But I was relistening to the album just today and I thought – what if its true? Not the part about the dehumanisation – that idea is contaminated by its mere association with HSC English. But what if we’ve suddenly stopped talking to each other. One of the things that’s always irked me about Americans is their unerring partisanship. What if that’s caused by the fact that people have just stopped talking to those they disagree with?

In many countries, the left/right divide is becoming increasingly blurred by a shift towards what is contemptuously called managerialism – the idea that what works is what should be adopted. But the exact opposite is happening in America where a very strong duality is emerging in terms of solutions to America’s most pressing problems. In economics, we can solve future crises through deregulation and trickle down economics – or by intelligent regulation and government stimulus. In education, we can shift to merit pay and school vouchers or we can throw more money at schools.

But why is this happening? I blame political correctness. No – not the kind you normally hear people complaining about where you can’t call African-Americans the N word or homosexuals the F word, unless you yourself are African-American or LGBT-identifying. I mean the idea that you’re not allowed to talk about politics or religion at the dinner table. It’s no longer polite conversation. And this is particularly strong in America (where political correctness – the much maligned kind – is also particularly strong). I’m not sure why – perhaps its a particular confluence of factors – the American tendency to be effusive in their conversation, combined with their tendency to be reserved except with their closest friends.

· · ·

■ **Problem 1**: Find each line in the records below that contains the word "breakwater", and copy those lines out.

· · ·

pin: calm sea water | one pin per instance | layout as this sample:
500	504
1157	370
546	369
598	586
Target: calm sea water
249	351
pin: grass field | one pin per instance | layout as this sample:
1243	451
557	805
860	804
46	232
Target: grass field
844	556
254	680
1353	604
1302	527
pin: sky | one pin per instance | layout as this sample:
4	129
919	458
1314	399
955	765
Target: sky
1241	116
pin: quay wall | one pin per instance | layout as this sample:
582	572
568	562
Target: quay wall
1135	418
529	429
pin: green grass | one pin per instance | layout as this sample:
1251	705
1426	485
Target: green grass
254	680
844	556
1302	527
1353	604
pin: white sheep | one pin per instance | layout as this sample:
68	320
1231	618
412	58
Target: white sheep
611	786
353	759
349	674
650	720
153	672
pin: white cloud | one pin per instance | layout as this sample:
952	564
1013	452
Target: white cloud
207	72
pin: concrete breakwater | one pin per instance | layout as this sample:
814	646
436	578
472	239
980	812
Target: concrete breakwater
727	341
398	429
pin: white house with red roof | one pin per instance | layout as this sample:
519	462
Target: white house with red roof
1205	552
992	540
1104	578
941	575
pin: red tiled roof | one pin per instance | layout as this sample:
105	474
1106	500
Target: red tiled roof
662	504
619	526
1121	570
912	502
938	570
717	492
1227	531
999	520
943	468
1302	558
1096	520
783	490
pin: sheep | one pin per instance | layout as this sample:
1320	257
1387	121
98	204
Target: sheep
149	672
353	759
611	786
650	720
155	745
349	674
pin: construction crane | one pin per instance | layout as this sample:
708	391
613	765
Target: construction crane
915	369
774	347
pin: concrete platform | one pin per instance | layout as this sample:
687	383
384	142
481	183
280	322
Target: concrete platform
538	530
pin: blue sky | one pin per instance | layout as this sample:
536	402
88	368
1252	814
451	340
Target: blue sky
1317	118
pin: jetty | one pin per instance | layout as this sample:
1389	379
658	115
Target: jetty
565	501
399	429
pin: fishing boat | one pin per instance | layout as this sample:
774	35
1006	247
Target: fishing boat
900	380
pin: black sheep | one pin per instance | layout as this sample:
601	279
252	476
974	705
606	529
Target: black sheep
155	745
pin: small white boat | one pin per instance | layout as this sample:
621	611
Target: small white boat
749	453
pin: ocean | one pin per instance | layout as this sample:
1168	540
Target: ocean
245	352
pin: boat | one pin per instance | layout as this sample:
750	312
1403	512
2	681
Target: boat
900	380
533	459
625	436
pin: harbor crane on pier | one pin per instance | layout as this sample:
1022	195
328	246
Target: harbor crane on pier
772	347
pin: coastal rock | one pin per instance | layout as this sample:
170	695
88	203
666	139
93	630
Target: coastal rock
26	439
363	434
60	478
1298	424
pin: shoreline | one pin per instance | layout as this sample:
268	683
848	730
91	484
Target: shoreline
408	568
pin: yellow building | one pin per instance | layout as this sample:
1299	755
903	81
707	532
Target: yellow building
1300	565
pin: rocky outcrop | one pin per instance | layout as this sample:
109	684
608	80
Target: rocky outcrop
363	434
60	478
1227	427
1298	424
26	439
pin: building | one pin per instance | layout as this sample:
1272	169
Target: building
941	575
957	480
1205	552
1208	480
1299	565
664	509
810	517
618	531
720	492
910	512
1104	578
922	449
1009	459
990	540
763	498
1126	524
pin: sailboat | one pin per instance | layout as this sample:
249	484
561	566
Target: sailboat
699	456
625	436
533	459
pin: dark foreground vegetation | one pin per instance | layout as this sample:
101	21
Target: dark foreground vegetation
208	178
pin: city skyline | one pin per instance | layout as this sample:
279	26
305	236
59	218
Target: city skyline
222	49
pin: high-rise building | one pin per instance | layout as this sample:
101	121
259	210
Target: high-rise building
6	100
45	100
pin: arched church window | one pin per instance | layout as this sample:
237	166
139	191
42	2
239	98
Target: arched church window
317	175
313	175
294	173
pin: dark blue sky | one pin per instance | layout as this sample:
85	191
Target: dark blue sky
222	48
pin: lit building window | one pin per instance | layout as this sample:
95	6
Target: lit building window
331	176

· · ·

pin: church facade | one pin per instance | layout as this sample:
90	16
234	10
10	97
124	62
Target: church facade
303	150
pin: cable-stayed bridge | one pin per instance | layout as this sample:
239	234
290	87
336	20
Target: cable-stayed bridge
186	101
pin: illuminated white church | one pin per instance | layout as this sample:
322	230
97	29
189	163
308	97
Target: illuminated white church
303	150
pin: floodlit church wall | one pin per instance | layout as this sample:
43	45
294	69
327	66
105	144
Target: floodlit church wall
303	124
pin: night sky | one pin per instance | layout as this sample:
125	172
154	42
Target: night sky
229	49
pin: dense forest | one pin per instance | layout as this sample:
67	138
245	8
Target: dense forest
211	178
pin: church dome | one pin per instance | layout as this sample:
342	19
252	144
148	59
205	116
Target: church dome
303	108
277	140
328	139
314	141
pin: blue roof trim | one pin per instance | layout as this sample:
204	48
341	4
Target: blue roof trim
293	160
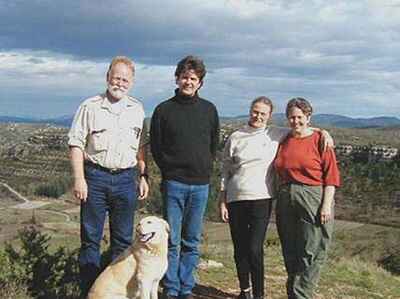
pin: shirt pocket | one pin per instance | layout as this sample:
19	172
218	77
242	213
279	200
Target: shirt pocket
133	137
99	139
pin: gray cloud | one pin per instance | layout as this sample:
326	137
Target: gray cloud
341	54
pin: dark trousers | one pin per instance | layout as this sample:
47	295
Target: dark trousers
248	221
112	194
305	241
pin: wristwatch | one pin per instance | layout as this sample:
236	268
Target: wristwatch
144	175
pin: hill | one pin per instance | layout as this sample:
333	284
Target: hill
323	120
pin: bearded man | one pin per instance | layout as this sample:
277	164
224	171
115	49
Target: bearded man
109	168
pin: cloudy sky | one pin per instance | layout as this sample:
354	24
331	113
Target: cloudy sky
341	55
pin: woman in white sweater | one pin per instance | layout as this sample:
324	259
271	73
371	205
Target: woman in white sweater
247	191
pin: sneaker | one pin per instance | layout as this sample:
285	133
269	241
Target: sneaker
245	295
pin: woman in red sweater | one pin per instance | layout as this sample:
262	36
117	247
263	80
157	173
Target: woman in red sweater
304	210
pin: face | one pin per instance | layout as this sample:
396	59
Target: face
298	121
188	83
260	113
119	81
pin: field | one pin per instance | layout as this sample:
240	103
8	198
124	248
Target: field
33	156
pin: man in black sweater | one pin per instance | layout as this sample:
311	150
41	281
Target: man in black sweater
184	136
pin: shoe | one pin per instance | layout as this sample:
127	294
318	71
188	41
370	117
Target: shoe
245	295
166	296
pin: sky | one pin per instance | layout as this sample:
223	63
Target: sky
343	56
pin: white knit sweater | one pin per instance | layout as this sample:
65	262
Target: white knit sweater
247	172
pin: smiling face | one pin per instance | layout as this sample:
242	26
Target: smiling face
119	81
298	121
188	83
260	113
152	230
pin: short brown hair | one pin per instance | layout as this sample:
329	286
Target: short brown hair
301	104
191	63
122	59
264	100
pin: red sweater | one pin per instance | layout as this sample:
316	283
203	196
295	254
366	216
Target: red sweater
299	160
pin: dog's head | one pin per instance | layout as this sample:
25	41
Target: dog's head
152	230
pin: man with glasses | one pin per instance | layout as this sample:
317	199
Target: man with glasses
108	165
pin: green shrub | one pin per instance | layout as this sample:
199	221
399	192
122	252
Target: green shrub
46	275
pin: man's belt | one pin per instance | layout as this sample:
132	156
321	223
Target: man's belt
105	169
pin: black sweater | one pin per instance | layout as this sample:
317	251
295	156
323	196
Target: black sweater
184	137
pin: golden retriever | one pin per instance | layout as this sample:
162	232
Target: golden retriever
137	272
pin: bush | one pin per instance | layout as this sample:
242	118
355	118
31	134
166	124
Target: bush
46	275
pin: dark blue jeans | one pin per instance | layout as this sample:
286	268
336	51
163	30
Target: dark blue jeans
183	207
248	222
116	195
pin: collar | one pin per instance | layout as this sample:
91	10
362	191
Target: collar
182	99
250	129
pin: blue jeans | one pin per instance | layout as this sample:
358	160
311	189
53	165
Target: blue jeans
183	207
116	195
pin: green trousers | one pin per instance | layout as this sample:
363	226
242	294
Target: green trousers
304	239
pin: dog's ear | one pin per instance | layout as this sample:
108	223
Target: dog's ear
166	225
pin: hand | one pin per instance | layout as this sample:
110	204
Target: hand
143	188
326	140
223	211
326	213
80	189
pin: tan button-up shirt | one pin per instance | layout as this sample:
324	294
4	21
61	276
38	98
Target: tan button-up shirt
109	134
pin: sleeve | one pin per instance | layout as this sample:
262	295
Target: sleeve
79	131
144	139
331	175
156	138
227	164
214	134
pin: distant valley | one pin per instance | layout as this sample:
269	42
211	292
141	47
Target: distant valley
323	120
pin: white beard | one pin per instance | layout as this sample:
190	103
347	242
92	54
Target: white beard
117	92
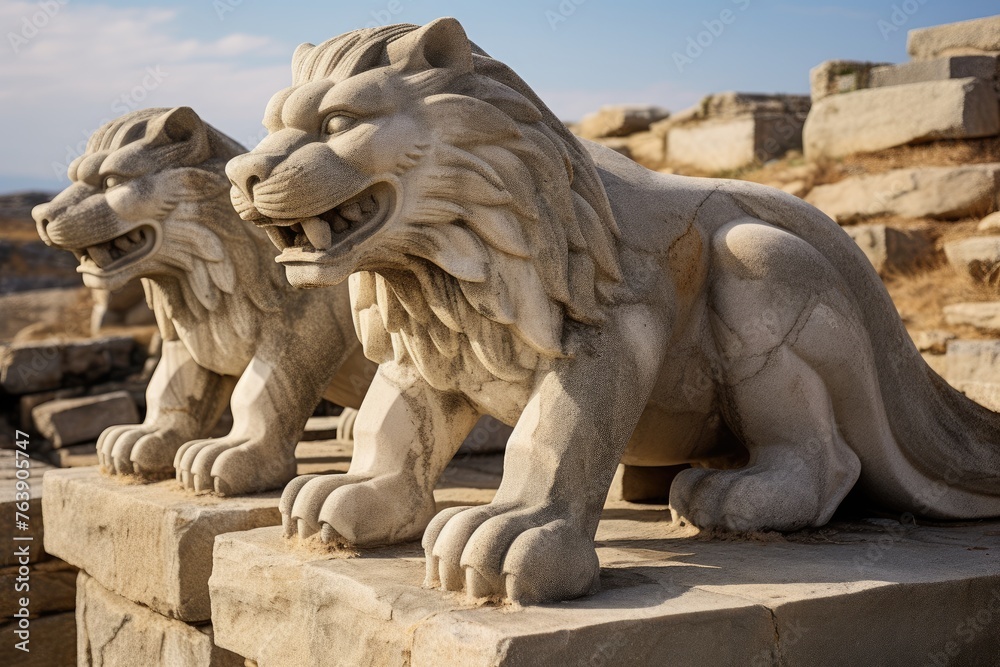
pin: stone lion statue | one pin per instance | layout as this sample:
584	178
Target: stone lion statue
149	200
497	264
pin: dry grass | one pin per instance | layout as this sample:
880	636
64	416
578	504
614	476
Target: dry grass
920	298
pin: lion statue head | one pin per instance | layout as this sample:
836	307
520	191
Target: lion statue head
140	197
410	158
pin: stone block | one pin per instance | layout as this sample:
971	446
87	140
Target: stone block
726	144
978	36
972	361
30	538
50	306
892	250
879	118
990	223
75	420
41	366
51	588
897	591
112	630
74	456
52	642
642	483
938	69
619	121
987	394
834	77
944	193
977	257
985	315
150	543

· · ·

■ **Problem 2**: From the text above on American partisanship, copy the section from "But I was relistening" up to and including "they disagree with?" word for word.

■ **Correct result 1**:
pin: concrete breakwater | one pin per instance | layout as this sample:
Target: concrete breakwater

■ **Correct result 2**:
But I was relistening to the album just today and I thought – what if its true? Not the part about the dehumanisation – that idea is contaminated by its mere association with HSC English. But what if we’ve suddenly stopped talking to each other. One of the things that’s always irked me about Americans is their unerring partisanship. What if that’s caused by the fact that people have just stopped talking to those they disagree with?